--- Instructions to follow ---
Pull every line of the entries that has the word "wall".

--- Input material ---
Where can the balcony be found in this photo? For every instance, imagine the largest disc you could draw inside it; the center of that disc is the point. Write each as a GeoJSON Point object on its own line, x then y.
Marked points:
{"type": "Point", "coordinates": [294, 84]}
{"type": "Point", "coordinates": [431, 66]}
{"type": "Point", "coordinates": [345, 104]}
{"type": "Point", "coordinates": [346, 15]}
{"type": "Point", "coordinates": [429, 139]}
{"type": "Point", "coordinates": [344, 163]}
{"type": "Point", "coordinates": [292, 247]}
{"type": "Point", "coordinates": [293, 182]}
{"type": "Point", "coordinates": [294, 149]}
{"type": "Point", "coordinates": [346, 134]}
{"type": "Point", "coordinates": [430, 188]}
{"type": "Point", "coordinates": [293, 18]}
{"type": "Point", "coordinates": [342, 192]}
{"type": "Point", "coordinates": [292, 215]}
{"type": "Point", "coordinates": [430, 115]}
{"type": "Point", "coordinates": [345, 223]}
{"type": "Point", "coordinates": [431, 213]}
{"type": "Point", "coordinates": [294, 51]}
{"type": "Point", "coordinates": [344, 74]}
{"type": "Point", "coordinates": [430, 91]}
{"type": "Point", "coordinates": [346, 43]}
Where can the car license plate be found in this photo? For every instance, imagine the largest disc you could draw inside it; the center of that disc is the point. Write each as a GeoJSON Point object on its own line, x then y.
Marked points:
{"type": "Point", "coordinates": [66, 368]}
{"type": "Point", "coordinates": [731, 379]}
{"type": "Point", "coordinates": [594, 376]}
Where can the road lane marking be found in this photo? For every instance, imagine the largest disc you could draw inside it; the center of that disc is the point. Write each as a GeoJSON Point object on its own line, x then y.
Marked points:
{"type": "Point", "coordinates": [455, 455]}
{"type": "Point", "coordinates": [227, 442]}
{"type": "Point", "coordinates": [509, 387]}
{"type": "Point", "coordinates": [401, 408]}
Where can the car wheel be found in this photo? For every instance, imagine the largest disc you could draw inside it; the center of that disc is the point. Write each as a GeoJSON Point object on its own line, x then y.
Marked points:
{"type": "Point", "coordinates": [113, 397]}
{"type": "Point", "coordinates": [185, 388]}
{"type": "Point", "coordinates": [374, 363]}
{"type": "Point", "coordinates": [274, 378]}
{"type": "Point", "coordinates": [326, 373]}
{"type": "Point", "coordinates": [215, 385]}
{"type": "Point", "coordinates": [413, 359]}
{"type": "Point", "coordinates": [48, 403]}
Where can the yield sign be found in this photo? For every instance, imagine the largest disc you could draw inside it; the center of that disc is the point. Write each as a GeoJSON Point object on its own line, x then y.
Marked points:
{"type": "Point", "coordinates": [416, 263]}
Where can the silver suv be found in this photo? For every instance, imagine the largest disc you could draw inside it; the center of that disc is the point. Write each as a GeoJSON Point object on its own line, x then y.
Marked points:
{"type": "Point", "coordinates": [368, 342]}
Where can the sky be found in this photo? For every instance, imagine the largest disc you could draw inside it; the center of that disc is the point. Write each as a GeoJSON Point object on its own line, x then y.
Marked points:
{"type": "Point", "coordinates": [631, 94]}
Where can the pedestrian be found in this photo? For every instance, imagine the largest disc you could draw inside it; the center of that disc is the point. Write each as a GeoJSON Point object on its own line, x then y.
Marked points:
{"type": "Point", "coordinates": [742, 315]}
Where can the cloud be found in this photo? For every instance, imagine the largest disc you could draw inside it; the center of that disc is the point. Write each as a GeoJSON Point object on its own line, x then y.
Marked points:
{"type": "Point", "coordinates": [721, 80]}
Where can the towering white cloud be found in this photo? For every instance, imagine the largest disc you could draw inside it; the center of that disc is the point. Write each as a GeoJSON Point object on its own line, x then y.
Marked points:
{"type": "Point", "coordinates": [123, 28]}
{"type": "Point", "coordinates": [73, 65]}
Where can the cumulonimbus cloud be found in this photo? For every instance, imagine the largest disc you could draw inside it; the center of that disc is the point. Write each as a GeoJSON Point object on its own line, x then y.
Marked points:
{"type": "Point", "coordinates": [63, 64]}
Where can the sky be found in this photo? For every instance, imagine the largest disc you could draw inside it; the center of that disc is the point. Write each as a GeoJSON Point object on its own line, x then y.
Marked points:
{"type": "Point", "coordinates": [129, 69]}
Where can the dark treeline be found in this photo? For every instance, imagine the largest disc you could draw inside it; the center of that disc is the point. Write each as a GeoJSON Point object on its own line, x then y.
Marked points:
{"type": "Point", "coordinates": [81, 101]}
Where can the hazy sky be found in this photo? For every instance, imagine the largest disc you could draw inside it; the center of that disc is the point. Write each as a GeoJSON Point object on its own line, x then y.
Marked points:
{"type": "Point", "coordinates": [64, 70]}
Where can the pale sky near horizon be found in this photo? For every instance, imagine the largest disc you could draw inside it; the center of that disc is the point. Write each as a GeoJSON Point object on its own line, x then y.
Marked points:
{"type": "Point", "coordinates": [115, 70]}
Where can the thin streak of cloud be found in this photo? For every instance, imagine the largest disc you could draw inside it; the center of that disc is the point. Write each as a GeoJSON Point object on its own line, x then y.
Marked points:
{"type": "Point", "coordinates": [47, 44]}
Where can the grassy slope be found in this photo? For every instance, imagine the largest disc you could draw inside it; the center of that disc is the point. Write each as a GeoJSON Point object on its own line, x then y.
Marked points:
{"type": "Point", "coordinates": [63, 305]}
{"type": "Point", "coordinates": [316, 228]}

...

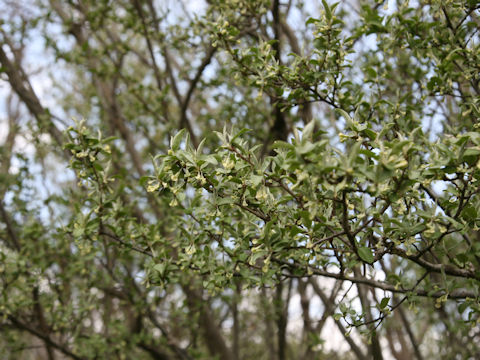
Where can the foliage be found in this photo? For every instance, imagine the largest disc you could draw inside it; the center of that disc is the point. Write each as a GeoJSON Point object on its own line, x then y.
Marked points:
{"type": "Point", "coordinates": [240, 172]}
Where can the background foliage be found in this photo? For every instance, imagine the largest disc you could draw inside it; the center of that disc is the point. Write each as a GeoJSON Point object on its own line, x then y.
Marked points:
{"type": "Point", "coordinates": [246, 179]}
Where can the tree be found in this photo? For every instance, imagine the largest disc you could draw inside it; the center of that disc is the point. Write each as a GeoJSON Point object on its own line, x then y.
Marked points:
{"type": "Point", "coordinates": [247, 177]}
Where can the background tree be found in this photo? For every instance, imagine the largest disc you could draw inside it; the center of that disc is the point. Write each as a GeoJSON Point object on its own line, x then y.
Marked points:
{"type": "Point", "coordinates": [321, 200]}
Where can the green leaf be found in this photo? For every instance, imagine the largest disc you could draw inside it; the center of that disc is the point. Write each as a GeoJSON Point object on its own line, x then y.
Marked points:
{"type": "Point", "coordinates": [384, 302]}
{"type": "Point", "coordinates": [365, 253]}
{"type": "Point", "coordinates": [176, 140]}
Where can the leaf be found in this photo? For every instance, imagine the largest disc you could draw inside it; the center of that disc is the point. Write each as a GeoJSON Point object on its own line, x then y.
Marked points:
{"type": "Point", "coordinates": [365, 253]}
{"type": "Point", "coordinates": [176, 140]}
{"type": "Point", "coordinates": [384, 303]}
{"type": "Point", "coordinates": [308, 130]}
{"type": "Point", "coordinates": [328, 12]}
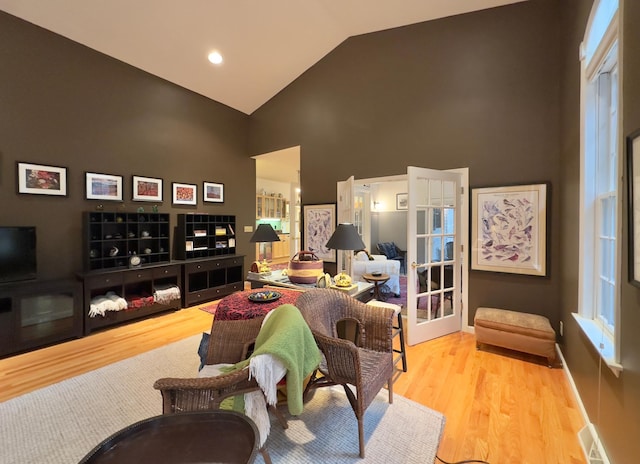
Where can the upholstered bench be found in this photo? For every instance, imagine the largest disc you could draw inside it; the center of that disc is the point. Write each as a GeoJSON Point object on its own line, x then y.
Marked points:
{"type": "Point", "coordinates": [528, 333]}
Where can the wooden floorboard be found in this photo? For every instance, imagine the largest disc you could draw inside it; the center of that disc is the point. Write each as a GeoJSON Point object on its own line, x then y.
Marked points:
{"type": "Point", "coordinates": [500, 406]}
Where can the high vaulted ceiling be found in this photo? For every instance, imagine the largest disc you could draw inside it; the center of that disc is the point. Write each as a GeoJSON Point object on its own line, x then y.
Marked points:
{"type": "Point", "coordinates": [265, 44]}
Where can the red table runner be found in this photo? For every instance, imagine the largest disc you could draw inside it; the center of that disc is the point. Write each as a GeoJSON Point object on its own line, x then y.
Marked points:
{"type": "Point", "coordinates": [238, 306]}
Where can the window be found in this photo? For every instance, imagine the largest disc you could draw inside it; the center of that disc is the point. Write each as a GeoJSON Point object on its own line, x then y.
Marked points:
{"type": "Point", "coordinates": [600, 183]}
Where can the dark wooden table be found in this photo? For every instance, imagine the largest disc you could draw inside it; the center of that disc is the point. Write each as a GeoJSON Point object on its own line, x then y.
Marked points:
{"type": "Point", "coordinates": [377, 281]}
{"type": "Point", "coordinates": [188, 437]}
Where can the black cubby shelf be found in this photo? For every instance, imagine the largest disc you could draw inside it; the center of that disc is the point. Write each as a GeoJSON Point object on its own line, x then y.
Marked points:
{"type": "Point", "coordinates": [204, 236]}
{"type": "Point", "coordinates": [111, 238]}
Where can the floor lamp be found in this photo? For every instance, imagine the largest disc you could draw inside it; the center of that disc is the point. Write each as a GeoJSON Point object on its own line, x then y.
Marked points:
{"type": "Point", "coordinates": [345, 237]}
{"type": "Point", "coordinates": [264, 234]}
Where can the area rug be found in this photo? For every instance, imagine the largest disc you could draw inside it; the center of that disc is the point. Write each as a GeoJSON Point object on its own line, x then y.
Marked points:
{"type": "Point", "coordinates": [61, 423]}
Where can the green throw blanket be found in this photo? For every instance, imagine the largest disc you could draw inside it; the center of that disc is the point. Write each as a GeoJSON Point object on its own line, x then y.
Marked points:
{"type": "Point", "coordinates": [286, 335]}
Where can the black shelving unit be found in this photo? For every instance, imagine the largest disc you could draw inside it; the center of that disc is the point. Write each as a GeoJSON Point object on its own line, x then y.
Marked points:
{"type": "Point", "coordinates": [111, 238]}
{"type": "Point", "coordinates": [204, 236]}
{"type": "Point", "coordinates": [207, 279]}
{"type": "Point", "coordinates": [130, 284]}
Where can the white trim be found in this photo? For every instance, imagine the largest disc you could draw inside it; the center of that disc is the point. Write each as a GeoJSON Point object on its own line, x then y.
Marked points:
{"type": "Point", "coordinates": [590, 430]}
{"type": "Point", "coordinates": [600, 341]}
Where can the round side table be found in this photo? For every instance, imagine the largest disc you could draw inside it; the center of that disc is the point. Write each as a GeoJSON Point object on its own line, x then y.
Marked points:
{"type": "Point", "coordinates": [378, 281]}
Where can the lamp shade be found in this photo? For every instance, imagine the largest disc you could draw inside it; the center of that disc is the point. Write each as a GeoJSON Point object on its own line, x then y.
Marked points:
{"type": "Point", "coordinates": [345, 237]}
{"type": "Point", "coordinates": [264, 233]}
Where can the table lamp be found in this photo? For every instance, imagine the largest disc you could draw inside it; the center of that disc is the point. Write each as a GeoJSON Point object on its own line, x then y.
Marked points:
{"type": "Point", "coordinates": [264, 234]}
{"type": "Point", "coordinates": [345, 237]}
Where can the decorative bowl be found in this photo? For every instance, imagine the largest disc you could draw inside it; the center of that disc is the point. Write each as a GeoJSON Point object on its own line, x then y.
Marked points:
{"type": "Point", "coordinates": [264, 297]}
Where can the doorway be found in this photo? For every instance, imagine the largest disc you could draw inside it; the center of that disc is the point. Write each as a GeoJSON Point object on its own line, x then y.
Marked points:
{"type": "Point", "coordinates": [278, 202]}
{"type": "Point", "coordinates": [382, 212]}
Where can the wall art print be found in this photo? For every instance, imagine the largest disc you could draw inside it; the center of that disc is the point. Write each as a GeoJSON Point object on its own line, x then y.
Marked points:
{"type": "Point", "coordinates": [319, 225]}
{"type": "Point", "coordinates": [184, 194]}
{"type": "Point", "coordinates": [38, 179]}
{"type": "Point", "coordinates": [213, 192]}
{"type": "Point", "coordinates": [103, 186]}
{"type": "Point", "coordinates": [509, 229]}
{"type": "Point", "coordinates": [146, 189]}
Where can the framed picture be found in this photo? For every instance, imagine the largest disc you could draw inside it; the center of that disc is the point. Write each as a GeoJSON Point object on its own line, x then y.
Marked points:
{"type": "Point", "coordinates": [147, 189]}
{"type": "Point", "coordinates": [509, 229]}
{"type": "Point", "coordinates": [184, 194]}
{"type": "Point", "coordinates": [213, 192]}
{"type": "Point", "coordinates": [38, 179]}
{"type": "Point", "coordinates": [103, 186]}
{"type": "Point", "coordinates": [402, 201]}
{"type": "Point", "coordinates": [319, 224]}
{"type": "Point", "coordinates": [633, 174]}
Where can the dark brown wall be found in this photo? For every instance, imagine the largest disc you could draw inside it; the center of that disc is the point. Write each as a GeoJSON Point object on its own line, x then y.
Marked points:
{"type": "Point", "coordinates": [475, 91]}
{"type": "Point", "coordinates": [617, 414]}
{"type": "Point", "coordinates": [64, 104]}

--- Answer to the exercise ---
Where can the wall art print be found in this photo? For every instance, imagine the largest disc you could draw inside it; the center of that disc is the point. Write each as a GeoJSON Point object on its own line, x then y.
Where can the dark brown wall be found in this photo? For every instance, imagine the largest disc you could draw inside it; the center of that disc is the point. Write each as a GeoJSON Point object on its own line, x then y.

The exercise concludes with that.